* RECORDS
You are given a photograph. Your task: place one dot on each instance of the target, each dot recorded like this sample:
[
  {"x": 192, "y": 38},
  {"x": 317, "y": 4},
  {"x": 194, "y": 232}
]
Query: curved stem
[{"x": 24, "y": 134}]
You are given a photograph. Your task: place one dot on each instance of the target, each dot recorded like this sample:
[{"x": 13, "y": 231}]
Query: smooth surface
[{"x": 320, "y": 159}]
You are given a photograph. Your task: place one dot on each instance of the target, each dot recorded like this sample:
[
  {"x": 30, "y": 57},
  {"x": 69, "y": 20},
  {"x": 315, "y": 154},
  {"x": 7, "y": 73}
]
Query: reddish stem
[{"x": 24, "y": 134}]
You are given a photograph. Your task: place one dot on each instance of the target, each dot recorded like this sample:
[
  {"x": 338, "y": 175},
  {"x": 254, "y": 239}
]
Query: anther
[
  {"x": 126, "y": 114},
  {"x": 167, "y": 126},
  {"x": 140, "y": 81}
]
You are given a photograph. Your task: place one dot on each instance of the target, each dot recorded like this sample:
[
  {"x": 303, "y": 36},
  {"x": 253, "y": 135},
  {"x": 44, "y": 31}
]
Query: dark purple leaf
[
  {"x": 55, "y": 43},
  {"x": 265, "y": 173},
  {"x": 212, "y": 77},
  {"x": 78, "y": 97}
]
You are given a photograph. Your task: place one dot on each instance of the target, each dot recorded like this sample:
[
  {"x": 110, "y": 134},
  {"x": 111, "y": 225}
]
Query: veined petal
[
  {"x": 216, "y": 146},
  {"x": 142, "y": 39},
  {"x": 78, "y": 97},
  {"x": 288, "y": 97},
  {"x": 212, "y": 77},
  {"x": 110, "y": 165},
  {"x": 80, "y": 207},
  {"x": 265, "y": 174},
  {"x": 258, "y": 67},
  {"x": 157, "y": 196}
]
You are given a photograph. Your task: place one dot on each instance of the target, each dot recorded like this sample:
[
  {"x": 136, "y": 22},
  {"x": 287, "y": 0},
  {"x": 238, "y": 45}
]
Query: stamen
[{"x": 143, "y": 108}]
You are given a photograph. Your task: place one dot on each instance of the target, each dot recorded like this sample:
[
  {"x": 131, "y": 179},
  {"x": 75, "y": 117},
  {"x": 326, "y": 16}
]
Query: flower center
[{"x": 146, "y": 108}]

* WHAT IS EXPECTED
Type out the entire listing again, matching every line exactly.

* YOUR RESPONSE
You are given a photograph. Your task: place one dot on each instance of the target, each dot recorded like this sample:
[
  {"x": 192, "y": 38},
  {"x": 317, "y": 4},
  {"x": 194, "y": 232}
]
Query: curved stem
[{"x": 24, "y": 134}]
You are given a photograph. Your task: place one dot on each instance of the target, each dot recorded like this sample:
[{"x": 13, "y": 231}]
Query: smooth surface
[{"x": 320, "y": 159}]
You are given a photograph. Your task: place one dot on each instance of the target, each dot recorded like this sample:
[
  {"x": 30, "y": 57},
  {"x": 69, "y": 20},
  {"x": 315, "y": 154},
  {"x": 7, "y": 73}
]
Query: reddish stem
[{"x": 24, "y": 134}]
You are given a photograph. Your task: place one dot on each instance of the target, each dot recorded like this sample:
[
  {"x": 338, "y": 175},
  {"x": 254, "y": 239}
]
Query: anther
[
  {"x": 126, "y": 114},
  {"x": 167, "y": 126},
  {"x": 140, "y": 81}
]
You are given a photograph. Your task: place one dot on each instance of the target, each dot recorded like this sample:
[
  {"x": 303, "y": 36},
  {"x": 253, "y": 135},
  {"x": 44, "y": 31}
]
Query: dark purple leaf
[
  {"x": 55, "y": 43},
  {"x": 265, "y": 173},
  {"x": 212, "y": 77},
  {"x": 78, "y": 97}
]
You are given a photograph. Your task: place one dot on each instance of the target, each dot recorded like this sample:
[
  {"x": 110, "y": 134},
  {"x": 111, "y": 225}
]
Query: veined petal
[
  {"x": 216, "y": 146},
  {"x": 142, "y": 39},
  {"x": 78, "y": 97},
  {"x": 288, "y": 97},
  {"x": 212, "y": 77},
  {"x": 110, "y": 165},
  {"x": 80, "y": 207},
  {"x": 265, "y": 174},
  {"x": 258, "y": 67},
  {"x": 157, "y": 196}
]
You are given a photograph. Your task: place one dot on each instance of the target, each dot recorded like this sample:
[
  {"x": 136, "y": 22},
  {"x": 287, "y": 0},
  {"x": 238, "y": 45}
]
Query: stamen
[{"x": 143, "y": 108}]
You are given a photograph. Your task: place one dot on each instance of the target, each dot recorded like this sample:
[
  {"x": 131, "y": 179},
  {"x": 75, "y": 117},
  {"x": 326, "y": 16}
]
Query: flower center
[{"x": 146, "y": 108}]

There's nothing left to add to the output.